:: DOCUMENTO FUENTE ::
★ ★ ★ ★

Y recogiendo el pensamiento con que iniciábamos este comentario y reflexión del agricultor que abona una y otra vez su viña, su higuera o sus tierras esperando obtener fruto de su trabajo, pensemos, como ya lo hemos hecho otras veces, cuántas gracias y llamadas del Señor estamos recibiendo continuamente. Piensa que este tiempo que te ha tocado vivir ahora en este centro, estas reflexiones que llegan a nosotros por estos medios, es una llamada del Señor, es una gracia más del Señor que quiere abonar nuestra vida para que lleguemos a dar frutos de vida eterna, porque en fin de cuentas está en juego nuestra salvación eterna.

viernes, 25 de octubre de 2013

La inquietud por lo bueno que vemos en los demás es semilla del Reino de Dios

Rom. 7, 18-25; Sal. 118; Lc. 12, 54-59
Confieso que me gusta escuchar a las gentes del campo, sobre todo cuando son mayores, porque fijándose en lo que sucede a su alrededor en la naturaleza muchas veces nos dan hermosas lecciones muy útiles para enfrentarnos a la vida. Suelen ser personas reflexivas y observadoras que se fijan en muchos detalles, e igual que nos predicen los tiempos meteorológicos que van a venir por las señales que ven en las nubes, por lo que han ido aprendiendo en otras muchas cosas nos suelen dar sentencias muy acertadas válidas para la vida.
Jesús en lo que hemos escuchado hoy en el evangelio les dice que así como son observadores de las señales del cielo así también tendrían que descubrir otras señales de los tiempos en lo que va sucediendo en la vida a través de lo cual el Señor también nos puede hablar. Es lo que llamamos los signos de los tiempos. Recordamos cómo con un visión profética el beato Juan XXIII supo discernir esos signos de los tiempos para convocar contra todo pronóstico un concilio para la Iglesia que tanto bien nos ha hecho en la renovación de la Iglesia y de nuestra vida cristiana, como lo fue el Concilio Vaticano II.
Como decía antes en la referencia que hacia de entrada es necesario que aprendamos a ser observadores y reflexivos con todo aquello que nos va sucediendo. Como se suele decir nunca escarmentamos en cabeza ajena, pero de nuestra propia vida, incluso de los errores que muchas veces cometemos, tendríamos que aprender. Pero como se suele decir somos el animal que tropieza dos veces en la misma piedra. Y esto nos sucede porque no somos lo suficientemente reflexivos sobre lo que vemos en los demás o lo que nos sucede en nuestra propia vida.

★ ★ ★ ★

:: REGISTROS ::

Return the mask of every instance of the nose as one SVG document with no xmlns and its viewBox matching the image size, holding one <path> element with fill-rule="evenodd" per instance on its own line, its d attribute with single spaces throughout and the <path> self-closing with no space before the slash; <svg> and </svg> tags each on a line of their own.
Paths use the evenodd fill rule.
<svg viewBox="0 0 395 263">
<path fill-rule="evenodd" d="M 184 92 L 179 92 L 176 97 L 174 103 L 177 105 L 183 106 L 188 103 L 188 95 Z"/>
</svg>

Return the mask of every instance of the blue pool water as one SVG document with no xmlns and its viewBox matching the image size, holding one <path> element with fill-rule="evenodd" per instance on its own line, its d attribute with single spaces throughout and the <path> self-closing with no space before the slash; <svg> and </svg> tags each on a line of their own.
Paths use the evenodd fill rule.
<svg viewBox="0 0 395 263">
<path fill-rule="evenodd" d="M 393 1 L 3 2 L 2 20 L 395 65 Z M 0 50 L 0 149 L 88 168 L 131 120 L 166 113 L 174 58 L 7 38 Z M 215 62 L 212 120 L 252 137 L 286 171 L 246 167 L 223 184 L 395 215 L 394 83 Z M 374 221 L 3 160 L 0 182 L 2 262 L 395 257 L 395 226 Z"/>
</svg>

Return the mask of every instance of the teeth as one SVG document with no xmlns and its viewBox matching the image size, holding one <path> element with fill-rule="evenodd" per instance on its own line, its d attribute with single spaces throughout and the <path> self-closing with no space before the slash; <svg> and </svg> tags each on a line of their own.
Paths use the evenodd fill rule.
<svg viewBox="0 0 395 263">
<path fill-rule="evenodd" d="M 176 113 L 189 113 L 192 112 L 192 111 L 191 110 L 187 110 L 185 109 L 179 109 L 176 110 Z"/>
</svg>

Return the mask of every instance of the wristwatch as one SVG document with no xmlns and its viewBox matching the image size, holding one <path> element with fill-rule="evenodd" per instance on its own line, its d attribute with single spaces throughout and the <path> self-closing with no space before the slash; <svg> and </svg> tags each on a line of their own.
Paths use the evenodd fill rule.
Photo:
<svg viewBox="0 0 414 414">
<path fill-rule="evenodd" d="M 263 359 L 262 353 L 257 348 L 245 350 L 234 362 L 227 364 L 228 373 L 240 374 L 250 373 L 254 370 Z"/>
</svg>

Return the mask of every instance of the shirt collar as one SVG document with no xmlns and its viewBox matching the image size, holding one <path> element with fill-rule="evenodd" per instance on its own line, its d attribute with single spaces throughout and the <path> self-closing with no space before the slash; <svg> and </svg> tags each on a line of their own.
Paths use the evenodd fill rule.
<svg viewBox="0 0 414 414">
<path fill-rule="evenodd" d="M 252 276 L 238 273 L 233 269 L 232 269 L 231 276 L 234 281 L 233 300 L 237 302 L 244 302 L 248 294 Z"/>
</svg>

★ ★ ★ ★

:: TAREA A ::
Actualiza, por favor, los registros desde la línea que contiene "Return the mask of every instance of the shirt" hasta el final de los registros, sustituyendo "shirt collar" por "shirt neckline" y sin cambiar nada más. Devuelve únicamente esas líneas.
:: TAREA B ::
Continúa el documento fuente a partir del punto en que se detiene.

:: RESPUESTA FINAL A ::
Return the mask of every instance of the shirt neckline as one SVG document with no xmlns and its viewBox matching the image size, holding one <path> element with fill-rule="evenodd" per instance on its own line, its d attribute with single spaces throughout and the <path> self-closing with no space before the slash; <svg> and </svg> tags each on a line of their own.
Paths use the evenodd fill rule.
<svg viewBox="0 0 414 414">
<path fill-rule="evenodd" d="M 252 276 L 238 273 L 233 269 L 232 269 L 231 276 L 234 281 L 233 300 L 237 302 L 244 302 L 248 294 Z"/>
</svg>

:: RESPUESTA FINAL B ::
Es lo que nos previene hoy con detalle Jesús en sus palabras en el evangelio. Procura arreglarte con el que te pone pleito, cuando tengas un problema con alguien. Aprendamos la lección de lo que nos sucede tantas veces cuando no somos capaces de dialogar para resolver los problemas, que se van enconando los rencores en el corazón y vamos creando distanciamientos entre unos y otros. Jesús nos habla de cosas muy concretas que nos suceden cada día y tenemos que aprender a escuchar con amor y humildad su palabra, que siempre es palabra de vida para nosotros.
Pero son también las inquietudes que podemos observar en los demás, los mismos movimientos sociales que se van repitiendo en la sociedad lo que tendría que hacernos abrir los ojos y saber hacer una lectura positiva de todo eso además de tener una visión de fe de todo lo que sucede. Algunas veces somos muy pesimistas y lo vemos todo negro, como si todo lo que sucede en la sociedad fuera malo, pero creo que tendríamos que valorar ese despertar de la gente que busca y desea algo mejor; muchas podemos equivocarnos, pero si no arriesgamos a buscar algo nuevo y mejor nunca llegaremos a nada sino que nos quedamos como anquilosados en la rutina de cada día.
Esos buenos deseos que vemos en tantos que luchan por lo bueno son pequeñas semillas de ese Reino de Dios que como creyentes en Jesús estamos obligados a construir. Son inquietudes que tendrían que estar en nuestro corazón y cuando vemos que se despiertan en los demás son llamadas que nos está haciendo el Señor a nosotros también.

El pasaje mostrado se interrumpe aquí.